### WHAT TO WORK ON
Exact repetition of every entry is required.

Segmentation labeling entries
————
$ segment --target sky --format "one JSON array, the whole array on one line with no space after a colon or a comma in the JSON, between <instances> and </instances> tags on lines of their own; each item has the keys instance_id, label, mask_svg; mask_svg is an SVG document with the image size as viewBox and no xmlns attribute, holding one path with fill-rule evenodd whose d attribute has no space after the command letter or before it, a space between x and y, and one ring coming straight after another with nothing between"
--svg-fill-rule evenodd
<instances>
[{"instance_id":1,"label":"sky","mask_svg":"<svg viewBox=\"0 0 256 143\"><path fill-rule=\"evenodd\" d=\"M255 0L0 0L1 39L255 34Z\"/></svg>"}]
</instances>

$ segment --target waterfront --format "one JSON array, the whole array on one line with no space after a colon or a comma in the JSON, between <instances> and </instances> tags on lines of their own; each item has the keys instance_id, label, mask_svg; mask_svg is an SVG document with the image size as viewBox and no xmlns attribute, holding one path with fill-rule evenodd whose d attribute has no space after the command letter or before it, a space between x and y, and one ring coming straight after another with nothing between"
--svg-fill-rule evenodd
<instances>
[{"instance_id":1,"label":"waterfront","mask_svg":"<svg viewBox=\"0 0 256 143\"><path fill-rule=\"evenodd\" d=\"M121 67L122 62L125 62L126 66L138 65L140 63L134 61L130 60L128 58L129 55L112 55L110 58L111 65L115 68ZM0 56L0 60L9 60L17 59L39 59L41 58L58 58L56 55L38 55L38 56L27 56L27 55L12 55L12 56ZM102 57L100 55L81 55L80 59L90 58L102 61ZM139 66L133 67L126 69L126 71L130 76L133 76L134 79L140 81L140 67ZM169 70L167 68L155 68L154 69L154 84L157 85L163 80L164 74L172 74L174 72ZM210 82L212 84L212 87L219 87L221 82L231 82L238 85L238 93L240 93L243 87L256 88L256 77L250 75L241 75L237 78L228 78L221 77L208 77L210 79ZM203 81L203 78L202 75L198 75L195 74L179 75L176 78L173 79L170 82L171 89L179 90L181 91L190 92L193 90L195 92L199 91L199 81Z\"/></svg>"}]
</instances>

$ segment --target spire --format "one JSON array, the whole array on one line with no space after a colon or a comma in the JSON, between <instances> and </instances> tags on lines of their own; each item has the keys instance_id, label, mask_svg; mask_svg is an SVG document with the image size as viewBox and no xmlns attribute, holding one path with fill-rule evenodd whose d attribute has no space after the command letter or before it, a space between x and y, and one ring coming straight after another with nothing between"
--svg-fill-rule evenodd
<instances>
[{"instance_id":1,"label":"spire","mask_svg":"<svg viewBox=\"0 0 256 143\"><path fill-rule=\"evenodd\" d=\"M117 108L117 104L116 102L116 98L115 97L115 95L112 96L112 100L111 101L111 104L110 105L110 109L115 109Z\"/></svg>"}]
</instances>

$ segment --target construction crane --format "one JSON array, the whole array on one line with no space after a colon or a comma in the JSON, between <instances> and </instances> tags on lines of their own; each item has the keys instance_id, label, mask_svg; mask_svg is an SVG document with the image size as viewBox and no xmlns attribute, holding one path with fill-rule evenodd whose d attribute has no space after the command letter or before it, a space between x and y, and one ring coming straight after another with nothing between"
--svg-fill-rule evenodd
————
### RESULT
$ segment --target sky --format "one JSON array, the whole array on one line with no space after a colon or a comma in the JSON, between <instances> and </instances> tags on lines of their own; each item has the keys instance_id, label, mask_svg; mask_svg is an SVG document with the image size as viewBox and no xmlns attribute, holding one path with fill-rule evenodd whose d attribute has no space after the command letter or before it, a space between x and y, and one ring coming straight after another with nothing between"
--svg-fill-rule evenodd
<instances>
[{"instance_id":1,"label":"sky","mask_svg":"<svg viewBox=\"0 0 256 143\"><path fill-rule=\"evenodd\" d=\"M255 0L0 0L1 39L255 34Z\"/></svg>"}]
</instances>

$ segment --target waterfront --format "one JSON array, the whole array on one line with no space after a colon or a comma in the JSON, between <instances> and </instances> tags on lines of their own; each item has the keys instance_id, label, mask_svg; mask_svg is an SVG document with the image size as viewBox and no xmlns attribute, holding one path with fill-rule evenodd whose d attribute has no space after the command letter or before it, a space between x and y, and one ring coming straight after another with nothing between"
--svg-fill-rule evenodd
<instances>
[{"instance_id":1,"label":"waterfront","mask_svg":"<svg viewBox=\"0 0 256 143\"><path fill-rule=\"evenodd\" d=\"M121 67L122 62L125 62L126 66L138 65L140 63L134 61L130 60L128 58L129 55L112 55L110 58L111 65L115 68ZM0 56L0 60L9 60L17 59L39 59L41 58L58 58L56 55L38 55L38 56L27 56L27 55L12 55L12 56ZM102 57L100 55L81 55L80 59L90 58L102 61ZM139 66L133 67L126 69L126 71L130 76L133 76L134 79L140 81L140 67ZM169 70L167 68L155 68L154 69L154 84L157 85L163 80L164 74L172 74L174 72ZM210 82L212 84L212 87L219 87L221 82L231 82L238 85L238 93L240 93L243 87L256 88L256 77L250 75L241 75L237 78L228 78L221 77L208 77L210 79ZM203 81L203 78L202 75L198 75L195 74L179 75L176 78L173 79L170 82L171 89L179 90L181 91L190 92L193 90L195 92L199 91L199 81Z\"/></svg>"}]
</instances>

$ segment --target spire --format "one JSON array, the whole array on one line with no space after a colon or a comma in the JSON, between <instances> and </instances> tags on lines of their own; each item has the keys instance_id, label, mask_svg; mask_svg is an SVG document with the image size as viewBox and no xmlns attribute, holding one path with fill-rule evenodd whose d attribute has no space after the command letter or before it, a space between x and y, and one ring coming straight after another with nothing between"
--svg-fill-rule evenodd
<instances>
[{"instance_id":1,"label":"spire","mask_svg":"<svg viewBox=\"0 0 256 143\"><path fill-rule=\"evenodd\" d=\"M117 108L117 104L116 102L116 98L115 97L115 95L112 96L112 100L111 101L111 104L110 105L110 109L115 109Z\"/></svg>"}]
</instances>

$ segment --target construction crane --format "one JSON array, the whole array on one line with no space after a colon or a comma in the JSON, between <instances> and </instances> tags on lines of their own; each item has the keys instance_id, label, mask_svg; mask_svg is an SVG document with the image size as viewBox and no xmlns attribute, holding one path with fill-rule evenodd whose d attribute has no space after the command letter or before it, a space between x and y, and one ring coming straight after another with nothing between"
--svg-fill-rule evenodd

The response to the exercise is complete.